SOURCE RECORDS:

****************

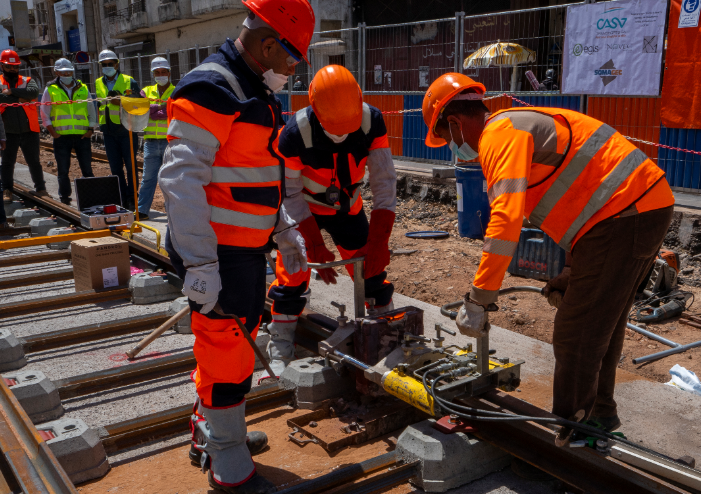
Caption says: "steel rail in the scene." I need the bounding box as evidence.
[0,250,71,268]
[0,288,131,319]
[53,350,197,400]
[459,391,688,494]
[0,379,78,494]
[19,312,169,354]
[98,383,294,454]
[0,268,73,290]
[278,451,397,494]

****************

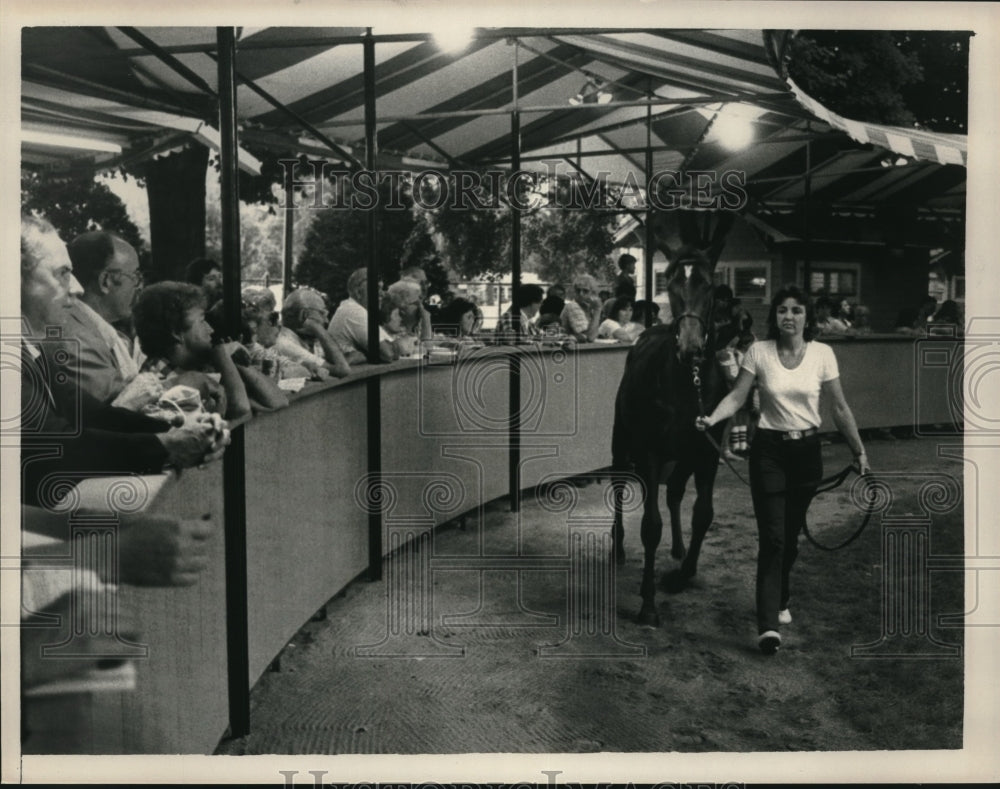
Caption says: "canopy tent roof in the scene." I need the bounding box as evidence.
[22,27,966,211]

****************

GOAL: Return, verbatim, the lines of the records that run from the line containing "rail in the" up to and including the line containing "[278,451,397,494]".

THE SOLUTION:
Caption says: "steel rail in the scene." I need the bounding box as evidence.
[0,250,71,268]
[0,288,131,319]
[53,350,197,400]
[459,391,688,494]
[0,379,78,494]
[19,312,169,354]
[98,383,294,454]
[0,268,73,290]
[278,451,397,494]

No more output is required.